TASK TO CARRY OUT. State how many lines in the items below contain the word "textured". Give only the number.

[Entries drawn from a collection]
*-*-*

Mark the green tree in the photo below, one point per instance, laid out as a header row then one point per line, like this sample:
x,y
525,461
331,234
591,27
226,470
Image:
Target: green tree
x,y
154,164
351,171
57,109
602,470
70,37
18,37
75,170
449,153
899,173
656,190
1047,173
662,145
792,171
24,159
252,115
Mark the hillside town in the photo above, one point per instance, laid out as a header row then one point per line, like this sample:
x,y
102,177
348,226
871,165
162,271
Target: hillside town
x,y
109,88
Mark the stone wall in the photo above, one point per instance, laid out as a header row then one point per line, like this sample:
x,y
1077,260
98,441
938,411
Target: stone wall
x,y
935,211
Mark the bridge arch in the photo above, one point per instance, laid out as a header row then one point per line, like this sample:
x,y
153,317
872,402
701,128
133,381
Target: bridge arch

*-*-*

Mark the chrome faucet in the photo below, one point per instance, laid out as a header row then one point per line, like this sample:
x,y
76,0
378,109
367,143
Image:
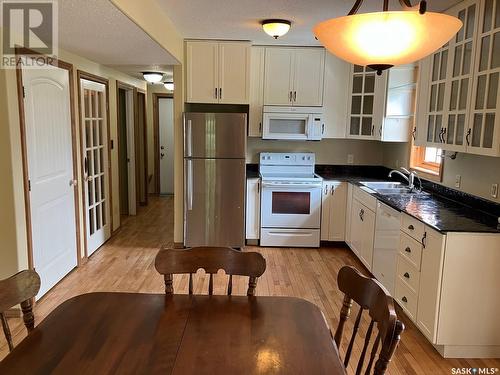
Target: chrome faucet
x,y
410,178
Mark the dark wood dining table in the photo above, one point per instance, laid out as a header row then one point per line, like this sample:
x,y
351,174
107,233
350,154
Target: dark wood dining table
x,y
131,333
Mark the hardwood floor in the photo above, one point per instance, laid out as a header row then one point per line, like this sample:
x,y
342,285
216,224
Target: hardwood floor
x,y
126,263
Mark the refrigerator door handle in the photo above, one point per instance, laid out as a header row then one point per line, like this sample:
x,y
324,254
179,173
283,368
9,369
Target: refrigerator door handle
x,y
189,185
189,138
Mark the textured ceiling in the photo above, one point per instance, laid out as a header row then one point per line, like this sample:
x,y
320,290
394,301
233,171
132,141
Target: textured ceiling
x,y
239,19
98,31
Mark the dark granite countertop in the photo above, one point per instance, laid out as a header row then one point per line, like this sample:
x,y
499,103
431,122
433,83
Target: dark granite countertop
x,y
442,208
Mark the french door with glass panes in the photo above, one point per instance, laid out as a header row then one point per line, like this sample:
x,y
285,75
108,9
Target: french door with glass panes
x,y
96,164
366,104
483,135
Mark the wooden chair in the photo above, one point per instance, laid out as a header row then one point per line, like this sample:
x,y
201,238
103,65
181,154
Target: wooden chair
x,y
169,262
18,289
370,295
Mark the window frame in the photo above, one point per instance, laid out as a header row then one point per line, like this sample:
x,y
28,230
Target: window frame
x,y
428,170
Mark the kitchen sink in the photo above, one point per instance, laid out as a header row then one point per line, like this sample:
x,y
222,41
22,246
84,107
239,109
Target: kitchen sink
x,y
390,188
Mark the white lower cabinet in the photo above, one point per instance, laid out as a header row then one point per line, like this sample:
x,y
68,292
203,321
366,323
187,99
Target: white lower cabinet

*-*-*

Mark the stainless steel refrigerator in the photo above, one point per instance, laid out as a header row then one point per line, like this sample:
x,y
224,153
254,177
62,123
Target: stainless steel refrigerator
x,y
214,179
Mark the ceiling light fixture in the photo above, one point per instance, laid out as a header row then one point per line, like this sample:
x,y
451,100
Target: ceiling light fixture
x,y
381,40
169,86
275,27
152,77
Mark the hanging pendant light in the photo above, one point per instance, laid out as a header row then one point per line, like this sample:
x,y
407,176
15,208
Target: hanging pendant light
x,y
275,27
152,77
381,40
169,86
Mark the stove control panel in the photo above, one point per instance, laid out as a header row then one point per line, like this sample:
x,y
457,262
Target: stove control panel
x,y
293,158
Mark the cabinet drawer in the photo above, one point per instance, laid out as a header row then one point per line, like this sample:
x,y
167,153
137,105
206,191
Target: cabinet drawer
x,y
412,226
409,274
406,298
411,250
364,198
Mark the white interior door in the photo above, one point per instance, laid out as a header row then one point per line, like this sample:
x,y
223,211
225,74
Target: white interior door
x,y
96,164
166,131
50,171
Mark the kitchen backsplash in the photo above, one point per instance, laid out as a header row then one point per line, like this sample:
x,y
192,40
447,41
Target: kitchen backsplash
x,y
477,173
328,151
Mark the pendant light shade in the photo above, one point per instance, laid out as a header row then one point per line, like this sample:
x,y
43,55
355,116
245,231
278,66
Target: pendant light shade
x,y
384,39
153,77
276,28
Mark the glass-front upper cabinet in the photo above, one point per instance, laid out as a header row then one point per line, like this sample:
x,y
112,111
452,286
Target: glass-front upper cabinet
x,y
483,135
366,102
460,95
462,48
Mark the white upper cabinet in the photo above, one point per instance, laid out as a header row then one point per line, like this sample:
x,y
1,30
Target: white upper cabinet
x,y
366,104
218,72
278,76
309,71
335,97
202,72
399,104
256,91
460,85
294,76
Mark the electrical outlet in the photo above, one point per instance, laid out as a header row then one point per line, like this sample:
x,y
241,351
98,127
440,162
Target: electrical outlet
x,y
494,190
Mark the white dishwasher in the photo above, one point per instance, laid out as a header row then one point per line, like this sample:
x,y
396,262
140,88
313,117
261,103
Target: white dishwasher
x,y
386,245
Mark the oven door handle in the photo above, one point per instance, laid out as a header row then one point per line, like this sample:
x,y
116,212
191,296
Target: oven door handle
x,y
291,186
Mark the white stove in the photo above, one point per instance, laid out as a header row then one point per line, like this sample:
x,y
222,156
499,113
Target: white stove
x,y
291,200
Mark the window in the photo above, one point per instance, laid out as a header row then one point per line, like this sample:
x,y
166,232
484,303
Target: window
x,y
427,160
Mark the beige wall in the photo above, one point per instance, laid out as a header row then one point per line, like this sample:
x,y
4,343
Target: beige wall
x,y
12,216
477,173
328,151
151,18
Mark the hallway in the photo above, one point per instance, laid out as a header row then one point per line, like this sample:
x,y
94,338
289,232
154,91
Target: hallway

*-*-*

SOLVED EXERCISE. 2